_Excerpted records:_
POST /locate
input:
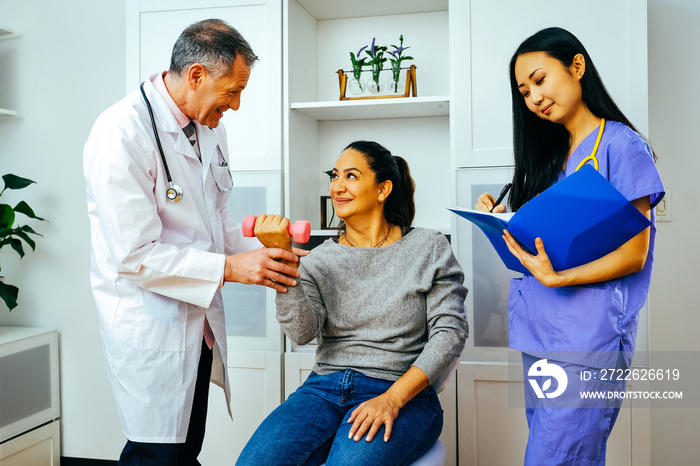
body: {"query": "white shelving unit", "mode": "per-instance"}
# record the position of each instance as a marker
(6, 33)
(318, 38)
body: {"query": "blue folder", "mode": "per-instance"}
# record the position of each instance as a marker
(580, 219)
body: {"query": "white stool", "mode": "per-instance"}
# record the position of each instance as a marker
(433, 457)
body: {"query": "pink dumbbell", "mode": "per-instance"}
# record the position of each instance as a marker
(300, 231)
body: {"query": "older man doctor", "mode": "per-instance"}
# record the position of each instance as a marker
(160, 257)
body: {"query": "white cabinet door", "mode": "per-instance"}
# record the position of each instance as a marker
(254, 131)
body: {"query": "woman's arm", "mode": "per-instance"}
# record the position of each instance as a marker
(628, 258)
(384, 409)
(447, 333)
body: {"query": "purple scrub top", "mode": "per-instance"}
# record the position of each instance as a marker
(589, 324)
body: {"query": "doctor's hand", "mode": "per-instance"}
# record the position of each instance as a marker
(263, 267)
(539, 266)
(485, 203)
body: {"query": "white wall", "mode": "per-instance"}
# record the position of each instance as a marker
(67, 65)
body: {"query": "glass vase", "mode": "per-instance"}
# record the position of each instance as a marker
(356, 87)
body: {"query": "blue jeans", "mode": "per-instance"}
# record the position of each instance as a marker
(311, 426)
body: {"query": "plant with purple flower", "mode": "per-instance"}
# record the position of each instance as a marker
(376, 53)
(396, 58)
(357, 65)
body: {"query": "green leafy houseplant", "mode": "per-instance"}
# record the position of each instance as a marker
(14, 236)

...

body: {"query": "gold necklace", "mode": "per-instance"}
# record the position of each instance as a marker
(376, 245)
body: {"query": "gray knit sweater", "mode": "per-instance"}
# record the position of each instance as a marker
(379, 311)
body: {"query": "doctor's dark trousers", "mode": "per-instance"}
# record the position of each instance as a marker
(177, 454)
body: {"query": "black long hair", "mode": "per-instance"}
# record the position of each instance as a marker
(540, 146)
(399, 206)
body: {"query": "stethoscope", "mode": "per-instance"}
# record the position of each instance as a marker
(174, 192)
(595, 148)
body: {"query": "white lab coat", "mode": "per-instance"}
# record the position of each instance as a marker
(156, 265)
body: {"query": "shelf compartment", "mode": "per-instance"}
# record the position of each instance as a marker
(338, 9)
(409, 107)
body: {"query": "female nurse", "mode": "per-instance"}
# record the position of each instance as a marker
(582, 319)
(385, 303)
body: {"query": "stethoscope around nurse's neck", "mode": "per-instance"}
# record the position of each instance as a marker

--

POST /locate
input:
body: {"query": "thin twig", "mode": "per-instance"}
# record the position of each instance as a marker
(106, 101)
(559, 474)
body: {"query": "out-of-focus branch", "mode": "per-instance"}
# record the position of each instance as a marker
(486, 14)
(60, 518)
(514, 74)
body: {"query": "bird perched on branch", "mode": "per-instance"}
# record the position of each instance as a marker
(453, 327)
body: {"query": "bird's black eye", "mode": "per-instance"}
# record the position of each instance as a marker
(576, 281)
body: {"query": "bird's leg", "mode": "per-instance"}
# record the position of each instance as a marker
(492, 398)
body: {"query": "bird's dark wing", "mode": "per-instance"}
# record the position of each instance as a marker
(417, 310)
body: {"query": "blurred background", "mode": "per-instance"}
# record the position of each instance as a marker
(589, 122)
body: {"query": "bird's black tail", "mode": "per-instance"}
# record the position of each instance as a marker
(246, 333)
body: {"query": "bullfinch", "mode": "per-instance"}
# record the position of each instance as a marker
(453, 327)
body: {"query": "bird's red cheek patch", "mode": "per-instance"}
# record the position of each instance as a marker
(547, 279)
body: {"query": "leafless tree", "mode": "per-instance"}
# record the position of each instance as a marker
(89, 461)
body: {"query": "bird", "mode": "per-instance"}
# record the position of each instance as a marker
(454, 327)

_Problem to solve:_ Identify every line above with the string "purple" in it. Copy those lines.

_Solution for this task:_
body: {"query": "purple scrub top", "mode": "per-instance"}
body: {"query": "plant with purple flower", "mode": "per-instance"}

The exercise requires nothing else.